PROBLEM TO WORK ON: Once the pictures are set aside, retype the remaining entries exactly.

□ □ □

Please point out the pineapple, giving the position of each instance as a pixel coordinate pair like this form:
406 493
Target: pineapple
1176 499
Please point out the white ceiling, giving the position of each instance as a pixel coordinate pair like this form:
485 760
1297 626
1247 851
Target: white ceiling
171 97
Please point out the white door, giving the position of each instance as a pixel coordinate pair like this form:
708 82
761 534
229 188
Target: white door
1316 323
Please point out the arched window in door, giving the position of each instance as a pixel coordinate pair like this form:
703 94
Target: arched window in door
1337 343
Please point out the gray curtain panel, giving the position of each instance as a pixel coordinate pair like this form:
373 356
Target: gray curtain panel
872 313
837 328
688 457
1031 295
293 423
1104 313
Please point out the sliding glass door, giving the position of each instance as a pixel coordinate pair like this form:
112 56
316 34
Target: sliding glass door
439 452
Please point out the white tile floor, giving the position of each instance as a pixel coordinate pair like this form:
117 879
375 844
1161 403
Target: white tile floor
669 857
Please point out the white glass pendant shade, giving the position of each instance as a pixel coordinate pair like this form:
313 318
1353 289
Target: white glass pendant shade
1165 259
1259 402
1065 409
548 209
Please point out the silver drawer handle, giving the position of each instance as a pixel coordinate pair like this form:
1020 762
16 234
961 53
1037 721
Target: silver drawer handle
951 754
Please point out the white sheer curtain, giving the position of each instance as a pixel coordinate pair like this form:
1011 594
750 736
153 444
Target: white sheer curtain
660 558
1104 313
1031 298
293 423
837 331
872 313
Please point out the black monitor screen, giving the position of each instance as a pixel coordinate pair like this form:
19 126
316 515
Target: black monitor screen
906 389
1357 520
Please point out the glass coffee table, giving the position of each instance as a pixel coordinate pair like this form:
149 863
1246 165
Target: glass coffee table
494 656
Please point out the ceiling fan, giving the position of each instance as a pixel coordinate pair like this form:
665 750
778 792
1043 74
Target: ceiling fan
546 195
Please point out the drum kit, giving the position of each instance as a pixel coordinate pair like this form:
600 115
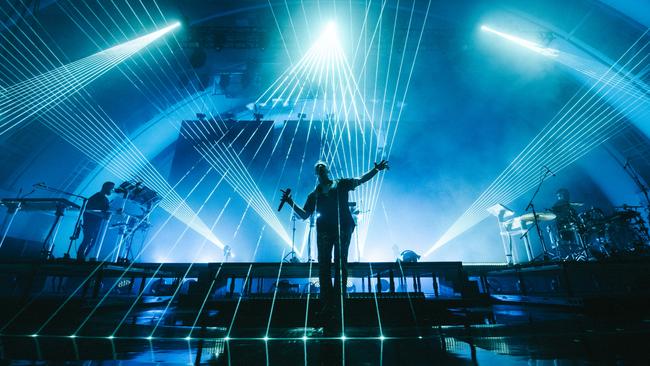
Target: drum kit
592 234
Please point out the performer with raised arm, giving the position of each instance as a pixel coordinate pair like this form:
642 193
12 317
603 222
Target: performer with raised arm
334 227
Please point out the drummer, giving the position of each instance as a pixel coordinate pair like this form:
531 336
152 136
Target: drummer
567 217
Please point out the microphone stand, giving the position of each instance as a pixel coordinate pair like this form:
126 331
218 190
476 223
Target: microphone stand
545 255
293 258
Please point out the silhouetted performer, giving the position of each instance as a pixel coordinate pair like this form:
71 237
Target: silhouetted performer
567 216
96 207
334 227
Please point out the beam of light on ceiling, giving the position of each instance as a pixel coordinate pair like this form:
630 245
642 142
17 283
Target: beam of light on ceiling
86 126
546 51
38 94
323 78
578 128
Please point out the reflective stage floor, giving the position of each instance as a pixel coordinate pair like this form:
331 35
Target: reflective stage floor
491 334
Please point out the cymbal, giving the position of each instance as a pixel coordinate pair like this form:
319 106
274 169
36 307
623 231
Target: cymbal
624 215
541 216
625 207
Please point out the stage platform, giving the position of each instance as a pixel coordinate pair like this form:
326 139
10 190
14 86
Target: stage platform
118 310
548 283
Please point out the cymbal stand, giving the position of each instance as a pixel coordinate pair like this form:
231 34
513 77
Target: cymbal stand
77 228
642 187
545 253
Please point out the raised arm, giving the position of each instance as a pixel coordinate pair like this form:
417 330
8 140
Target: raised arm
372 172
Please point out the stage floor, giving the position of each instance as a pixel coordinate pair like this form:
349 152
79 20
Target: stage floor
400 313
498 334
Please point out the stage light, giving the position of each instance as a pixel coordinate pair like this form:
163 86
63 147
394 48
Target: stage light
409 256
546 51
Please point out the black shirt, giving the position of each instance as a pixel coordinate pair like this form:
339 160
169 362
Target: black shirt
332 206
96 202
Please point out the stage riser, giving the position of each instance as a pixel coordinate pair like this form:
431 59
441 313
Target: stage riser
571 283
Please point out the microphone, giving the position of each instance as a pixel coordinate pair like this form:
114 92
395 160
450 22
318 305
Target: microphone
283 200
549 170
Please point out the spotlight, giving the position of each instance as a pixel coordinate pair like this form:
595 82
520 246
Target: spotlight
546 51
409 256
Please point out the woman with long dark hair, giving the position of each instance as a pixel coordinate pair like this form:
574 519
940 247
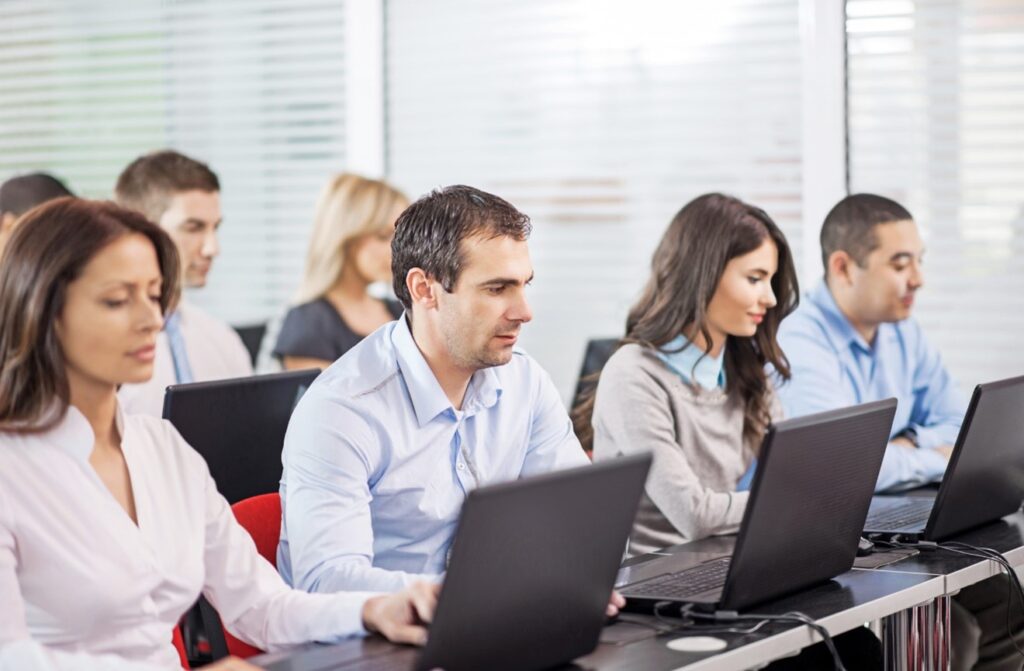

□ □ □

EXERCISE OUTPUT:
Please point out the pineapple, giving the position of each instance as a pixel coordinate pair like this form:
406 493
Target: pineapple
1176 499
Please point out the white ceiling, giving the position of each instance as a pixel coordinate pair like this form:
485 760
1297 626
1247 851
Target: white ceiling
171 97
Please point out the white door, giving the position of each instance as a pixel coordinate pair like this form:
708 82
761 534
229 188
Target: white door
1316 323
Please point out the arched window in door, giving the position of each instance as a pixel coordinate pair like this form:
703 94
Target: arched window in door
1337 343
Please point out the gray curtain panel, giving the position of each instance as a pixel coordinate pair like this form:
373 356
Target: gray curtain panel
872 313
837 328
688 457
1031 295
293 423
1104 313
Please point out the sliding glass door, giving the position of each instance as a pixel coordinate pair like this form:
112 56
316 34
Target: sliding glass door
439 452
Please point out the white tile floor, giving the position of each instance as a pixel coordinate pair like this form:
117 879
375 844
1161 403
Target: white tile floor
669 857
Please point out the white glass pendant shade, giving the position of each instance as a pixel coordinate pair like this form:
313 318
1353 289
Target: white glass pendant shade
1165 259
1259 402
1065 409
548 209
Please point out the silver drawer handle, giving the position of each instance as a pixel coordinate pair like this form:
1020 762
16 234
961 53
1037 721
Target: silver drawer handle
951 754
Please point out the white sheer curtain, giving the position of each instance as a pixel coordinate pair like this form:
1011 594
750 736
153 444
Target: white sheer curtain
660 558
1104 313
1031 298
293 423
837 331
872 313
Please point out the black monitor screen, giving the position of each instance as a pixel coordinate pair like this form:
19 126
316 515
Target: black monitor screen
906 389
1357 520
Please point out the glass coffee table, giving the position of each instance as a pixel coordinate pair like this form:
149 863
1246 165
Target: glass coffee table
494 656
Please point out the ceiling fan, giving the position of each instance as a pixel coordinate pair like this form:
665 750
778 792
1043 74
Target: ceiling fan
546 195
Please point out the drum kit, giving the position of each instance as a pixel coordinate pair like this form:
600 115
Target: drum kit
592 234
Please point out the performer with raised arm, giving the position of each instance as a pixel coordinate pair like this form:
642 193
12 317
603 222
Target: performer with raised arm
334 227
Please point out the drummer, giving the position of each instance as a pixel coordinate pair like this form:
531 336
152 136
Target: drummer
567 217
Please point out the microphone stand, giving the position of each instance as a pixel coordinate pair like this form:
126 331
218 190
476 223
Target: microphone stand
545 255
293 258
Please point out the silhouetted performer, giving the position of each instance as a pixel coordinate pair like this form:
71 237
Target: silhouetted performer
567 216
96 207
334 227
Please point out the beam of light on ceiling, giving the position of each instance as a pixel coordinate pair like this form:
630 245
642 142
17 283
Target: beam of light on ceiling
86 126
546 51
38 94
323 78
578 128
Please point out the reflective stage floor, giving the position of each instance as a pixel coordinate pair like this form:
331 35
Target: reflective stage floor
491 334
Please point out the cymbal, giving the position of each instance as a pixel coordinate pair like this form:
319 106
274 169
36 307
623 231
Target: cymbal
624 215
541 216
625 207
Please point out the stage platform, giving the position of each instance as a pixel coordinate pair like this form:
326 139
10 190
14 86
Target: stage platform
118 310
548 283
Please point out the cymbal stand, giving the position of each instance as a pixel coordinate pair like this form:
231 34
513 77
Target: cymbal stand
77 228
642 187
545 253
Please point out the raised arm, giving the position of each instance as a pixel coordinate pair like this form:
417 330
8 140
Target: raised arm
372 172
Please point out the stage floor, giving the position of each instance as a pixel coordinate pair like this form:
349 152
79 20
Target: stage floor
400 313
498 334
Please point out the stage light, giving the position of each instance as a pixel coordinate pair like this form:
163 86
63 147
394 48
Target: stage light
409 256
546 51
Please point out the black shirt, giving the position of each instance as a pixel coordinate pair like this form:
339 160
169 362
Target: black shirt
332 206
96 202
Please point out the stage riser, giving the position of each instance as a pixel coordinate pair like this form:
431 59
441 313
Target: stage riser
571 283
Please point out the microphone, giving the position of each instance as a pixel coordinate pair like this form:
114 92
395 160
450 22
318 305
Target: microphone
283 200
549 170
Please point out the spotlight, giving the position of each instance as a pixel coordinate pair like this form:
595 82
520 246
Target: spotlight
546 51
409 256
Please point out the woman with long dark hair, giving the position of each instance as a pixel coordinate pair like this form:
574 519
940 247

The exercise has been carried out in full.